Ausgewählte Textstelle:
+--
Unangenehme Gespräche

Vorgestern hat mir jemand ein ganz liebes Kommentar geschrieben: „Mir hilft immer der Spruch von Rüdiger Dahlke: Oft korreliert Lebenserfolg erstaunlich mit der Bereitschaft, unangenehme Gespräche zu führen.
Und dann noch von Mark Twain: Es gibt unendlich viele schwere Sorgen, doch die meisten von ihnen treffen gar nicht ein.“ Ich hatte zwar das Gespräch schon geführt, aber es tat gut, diese Zeilen zu lesen. Vor allem weil am nächsten Tag schon wieder Versöhnung angepeilt wurde. Das kenne ich von Früher: Wir trennten uns schon ein paar Mal, versöhnten uns, redeten viel, dann schlich sich der Alltag ein und bald war es so, als wäre nie etwas gewesen. Also ist mir klar, dass noch einige unangenehme Gespräche folgen werden.

Es ist ein wichtiger Prozess, der hier stattfindet. Viele meine Ängste haben nichts mit ihm zu tun, aber ich hatte sie immer auf ihn projiziert. Dennoch beschloss ich, zu reden. Also machte ich ihm etwas zu essen, machte eine Flasche Rotwein auf, füllte zwei Gläser und — als er mit dem Essen fertig war — fragte ihn, ob er bereit war, sich auf ein langes Gespräch einzulassen. Das war er. (Ich ließ ihn fertig essen. Das Essen sollte man genießen. Ernste, aufregende, oder emotionale Gespräche sind hier fehl am Platz.)
+--
Gespeicherte Daten:
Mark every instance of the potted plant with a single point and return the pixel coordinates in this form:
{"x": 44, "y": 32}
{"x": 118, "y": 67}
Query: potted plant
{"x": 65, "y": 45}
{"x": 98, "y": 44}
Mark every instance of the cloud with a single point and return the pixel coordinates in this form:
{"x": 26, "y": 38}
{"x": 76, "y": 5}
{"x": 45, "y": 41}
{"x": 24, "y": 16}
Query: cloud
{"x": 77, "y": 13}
+--
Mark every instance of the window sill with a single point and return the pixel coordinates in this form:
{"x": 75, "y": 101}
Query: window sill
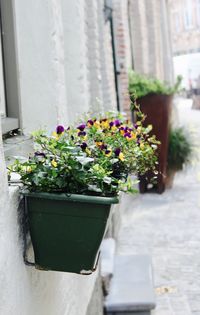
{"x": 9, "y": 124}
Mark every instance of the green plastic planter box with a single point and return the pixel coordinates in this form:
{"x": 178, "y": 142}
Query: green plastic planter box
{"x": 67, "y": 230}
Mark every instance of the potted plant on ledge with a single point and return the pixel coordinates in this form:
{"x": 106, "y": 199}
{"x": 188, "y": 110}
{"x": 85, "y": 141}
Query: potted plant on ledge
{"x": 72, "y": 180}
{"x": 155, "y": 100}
+--
Aufgaben und Übungen:
- a) Geben Sie aus dem Text über unangenehme Gespräche den Abschnitt von „Es ist ein wichtiger“ bis einschließlich „fehl am Platz.)“ wortgetreu wieder.
- b) Fahren Sie mit dem Text über unangenehme Gespräche im Anschluss an seinen letzten Satz fort.

Lösungen:
- a)
Es ist ein wichtiger Prozess, der hier stattfindet. Viele meine Ängste haben nichts mit ihm zu tun, aber ich hatte sie immer auf ihn projiziert. Dennoch beschloss ich, zu reden. Also machte ich ihm etwas zu essen, machte eine Flasche Rotwein auf, füllte zwei Gläser und — als er mit dem Essen fertig war — fragte ihn, ob er bereit war, sich auf ein langes Gespräch einzulassen. Das war er. (Ich ließ ihn fertig essen. Das Essen sollte man genießen. Ernste, aufregende, oder emotionale Gespräche sind hier fehl am Platz.)

- b)
Dann sagte ich, was ich zu sagen hatte. Wir haben uns viel Mühe gegeben, aber es funktioniert nicht und ich will die Beziehung beenden. Wir sind noch relativ jung. Wir können  beide neu anfangen. Wir haben noch viel Leben vor uns. Wir einigten uns, gegenseitige Vorwürfe zu unterlassen. Die hätten sich bestimmt die Waage gehalten. Wir haben beide viele Fehler gemacht, aber stets unser Bestes gegeben.

Die ganze Geschichte ist sehr traurig. Ich wollte meinen Kindern das Schicksal einer Scheidung ersparen, aber schaffe es nicht. Ich litt sehr wegen der Scheidung meiner Eltern und die Beziehung zu meinem Vater war dadurch sehr gestört. Doch etwas machen wir schon besser. Ich sagte meinem Mann, dass es mir wichtig ist, dass wir mit den Kindern reden. Wir sollen ihnen erzählen, dass es nicht klappte obwohl wir uns so bemühten, und dass wir uns trennen werden. Dennoch heißt das nicht, dass wir uns von ihnen trennen. Wir werden darauf schauen, dass es ihnen so gut wie möglich geht, und sie können entsprechend mitreden, was die Zukunft betrifft. Sie werden keine Loyalitätskonflikte ausbaden müssen. Wir sind beide für sie da. Wir machen uns nicht gegenseitig schlecht.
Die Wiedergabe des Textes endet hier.